PROBLEM DETAILS: Nothing in the data may be altered; copy it all exactly.

PROVIDED INFORMATION:
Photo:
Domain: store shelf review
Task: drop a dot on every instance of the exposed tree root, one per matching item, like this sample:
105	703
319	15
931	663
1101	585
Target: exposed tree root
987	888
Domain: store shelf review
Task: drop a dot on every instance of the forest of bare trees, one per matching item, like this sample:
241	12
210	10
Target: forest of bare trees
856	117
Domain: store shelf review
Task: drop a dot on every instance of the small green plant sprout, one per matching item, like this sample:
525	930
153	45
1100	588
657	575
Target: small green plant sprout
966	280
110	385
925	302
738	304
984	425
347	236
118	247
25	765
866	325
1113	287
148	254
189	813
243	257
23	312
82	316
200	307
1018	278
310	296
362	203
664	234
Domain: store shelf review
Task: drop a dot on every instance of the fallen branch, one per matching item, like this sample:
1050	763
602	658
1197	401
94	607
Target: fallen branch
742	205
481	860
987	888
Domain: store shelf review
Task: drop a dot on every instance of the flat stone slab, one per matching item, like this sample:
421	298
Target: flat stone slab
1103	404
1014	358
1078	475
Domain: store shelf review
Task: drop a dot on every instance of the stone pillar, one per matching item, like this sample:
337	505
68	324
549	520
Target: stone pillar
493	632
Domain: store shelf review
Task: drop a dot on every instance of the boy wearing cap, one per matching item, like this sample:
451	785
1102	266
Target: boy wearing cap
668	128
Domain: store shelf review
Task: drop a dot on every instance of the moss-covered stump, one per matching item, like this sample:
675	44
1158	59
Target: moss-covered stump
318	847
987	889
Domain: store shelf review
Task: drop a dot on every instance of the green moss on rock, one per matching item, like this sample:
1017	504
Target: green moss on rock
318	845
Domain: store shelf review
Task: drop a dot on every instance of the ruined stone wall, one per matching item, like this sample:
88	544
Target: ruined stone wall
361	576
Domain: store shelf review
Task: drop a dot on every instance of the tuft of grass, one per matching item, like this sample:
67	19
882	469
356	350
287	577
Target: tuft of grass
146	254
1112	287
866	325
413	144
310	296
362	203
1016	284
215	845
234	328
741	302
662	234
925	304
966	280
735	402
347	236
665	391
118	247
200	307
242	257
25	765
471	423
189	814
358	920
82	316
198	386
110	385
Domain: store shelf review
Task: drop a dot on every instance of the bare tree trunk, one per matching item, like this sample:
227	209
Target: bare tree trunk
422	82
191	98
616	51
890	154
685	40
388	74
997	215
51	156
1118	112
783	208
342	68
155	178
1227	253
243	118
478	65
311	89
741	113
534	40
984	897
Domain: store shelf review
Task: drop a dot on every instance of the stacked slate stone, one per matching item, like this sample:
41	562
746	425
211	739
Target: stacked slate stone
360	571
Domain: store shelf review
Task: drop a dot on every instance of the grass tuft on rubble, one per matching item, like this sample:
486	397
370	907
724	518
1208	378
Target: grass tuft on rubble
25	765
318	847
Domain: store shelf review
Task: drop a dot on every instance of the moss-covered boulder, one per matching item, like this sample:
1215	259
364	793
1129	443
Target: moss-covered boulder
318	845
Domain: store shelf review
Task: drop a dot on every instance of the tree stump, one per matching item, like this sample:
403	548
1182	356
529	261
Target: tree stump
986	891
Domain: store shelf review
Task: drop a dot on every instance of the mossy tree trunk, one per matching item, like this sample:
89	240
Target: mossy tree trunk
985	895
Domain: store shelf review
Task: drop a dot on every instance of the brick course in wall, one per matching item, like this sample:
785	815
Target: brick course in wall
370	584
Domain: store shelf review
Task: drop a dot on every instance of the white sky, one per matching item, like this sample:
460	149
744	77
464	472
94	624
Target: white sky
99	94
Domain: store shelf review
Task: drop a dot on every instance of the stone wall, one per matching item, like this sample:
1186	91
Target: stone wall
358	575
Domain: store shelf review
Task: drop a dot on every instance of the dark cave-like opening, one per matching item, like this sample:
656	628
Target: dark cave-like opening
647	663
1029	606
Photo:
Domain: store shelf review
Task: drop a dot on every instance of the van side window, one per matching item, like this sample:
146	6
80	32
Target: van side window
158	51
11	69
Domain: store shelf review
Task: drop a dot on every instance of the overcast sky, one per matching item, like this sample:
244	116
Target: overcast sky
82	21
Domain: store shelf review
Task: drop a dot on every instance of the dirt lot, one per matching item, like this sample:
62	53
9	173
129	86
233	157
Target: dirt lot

RESPONSE AREA:
Photo:
Domain: store shelf review
Task: drop a dot on every instance of the exposed tree root, one per matching item, like this sample:
105	703
319	15
931	663
1101	585
Target: exposed tree root
987	888
Domain: store shelf review
Task: drop a dot on every instance of the forest of bare trees, one per matching item, like this sample:
241	12
210	10
Target: forest of bare trees
856	117
Domain: store shelf review
Task: drop a dot on every instance of the small green plant sprout, one per matching item, like this sample:
525	930
153	45
1100	588
657	575
Target: small green plant sprout
966	280
110	385
925	302
738	304
984	425
347	236
118	247
25	765
866	325
1113	287
148	254
189	813
243	257
23	312
82	316
200	307
1018	278
310	296
362	203
664	234
Domain: store shelf review
Task: drop a dot on every instance of the fallen branch, one per matching item, like this sample:
1050	763
602	658
1197	401
94	607
Target: fallen branch
742	205
481	860
987	888
Domain: store shelf review
Task: drop a dot on every instance of the flat stone slab, one per matching item, like this sample:
421	298
Target: flat stone slab
1103	404
1014	358
1078	475
Domain: store shelf review
Task: drop a dot on every instance of the stone pillar, one per matching item, like this sample:
337	505
68	324
549	520
Target: stone pillar
493	632
Domain: store shelf review
Task: drop a dot on every instance of the boy wearing cap, one per matching item, like this sample:
451	785
1102	266
Target: boy wearing cap
668	128
Domain: store shelf review
Task: drop a dot on every instance of the moss-covered stump, one per matching item, like this sample:
675	44
1158	59
Target: moss-covered stump
318	847
987	889
Domain: store shelf review
Task: drop a dot on every instance of the green moss on rock, one per matching item, like this sample:
1017	504
Target: green moss on rock
318	845
Domain: store shelf review
Task: drop a dot on every instance of the ruined stone wall, one per matching item, like this sample:
88	544
Target: ruined stone wall
361	576
Domain: store shelf review
Task: drop a dot on every instance of the tuft of grass, one per matching item, like this sample:
67	19
882	469
356	350
287	577
Target: tuft of grass
146	254
1112	287
866	325
413	144
310	296
362	203
1016	284
215	845
234	328
741	302
662	234
925	304
966	280
735	402
347	236
665	391
118	247
200	307
242	257
25	765
471	423
189	814
358	920
82	316
198	386
110	385
Domain: store shelf review
Task: drop a dot on every instance of the bare tree trunk, one per matching item, like this sample:
227	209
Target: bare tree trunk
422	82
191	98
616	51
890	154
685	40
388	74
997	215
51	156
1118	112
783	208
342	68
155	178
1227	253
243	118
478	65
311	89
741	113
534	40
984	897
Domain: store shelf review
Task: drop a dot on every instance of the stacked slate stone, one per matching item, like this sample:
41	562
746	425
211	739
Target: stacked slate stone
360	571
Domain: store shelf review
Task: drop a dot on every instance of the grass tuft on rubble, one per matching item, like this sample:
486	397
370	907
724	518
1208	378
Target: grass tuft on rubble
25	765
318	847
Domain: store shelf review
Task: drop a dot on every instance of the moss-covered boulder, one per matching item, like this sample:
1215	259
364	793
1129	443
Target: moss-covered boulder
318	845
Domain: store shelf review
Task: drop a dot on every instance of the tree stump, one per matching item, like this sample:
403	548
1182	356
529	261
Target: tree stump
986	891
Domain: store shelf review
Task: drop a dot on every instance of the mossy tree trunk, one per matching item, like this sample:
89	240
Target: mossy tree trunk
985	895
Domain: store shelf review
Task: drop a dot on every instance of the brick course in wall, one per matching item, like this sample:
785	815
Target: brick course in wall
370	584
Domain: store shelf review
Task: drop a dot on every instance of the white sky, one per matching item, like this sample:
460	149
744	77
464	472
94	624
Target: white sky
99	94
Domain: store shelf review
Task: drop a dot on every instance of the stone wall, one per matching item, like this sample:
1186	91
Target: stone wall
358	575
Domain: store shelf review
Task: drop a dot on every instance of the dark cave-like opening, one per matching item, like this sample:
656	628
Target: dark cave-like opening
647	663
1029	606
Photo:
Domain: store shelf review
Task: drop a dot on every instance of the van side window, one per matching item, like this sample:
146	6
80	32
Target: van side window
158	51
11	69
Domain: store shelf review
Task: drop a dot on every instance of the overcast sky, one per matching item, like this sample:
244	116
Target: overcast sky
82	21
Domain: store shelf review
Task: drop a dot on every instance of the dirt lot, one per matching item, like this sample:
62	53
9	173
129	86
233	157
Target: dirt lot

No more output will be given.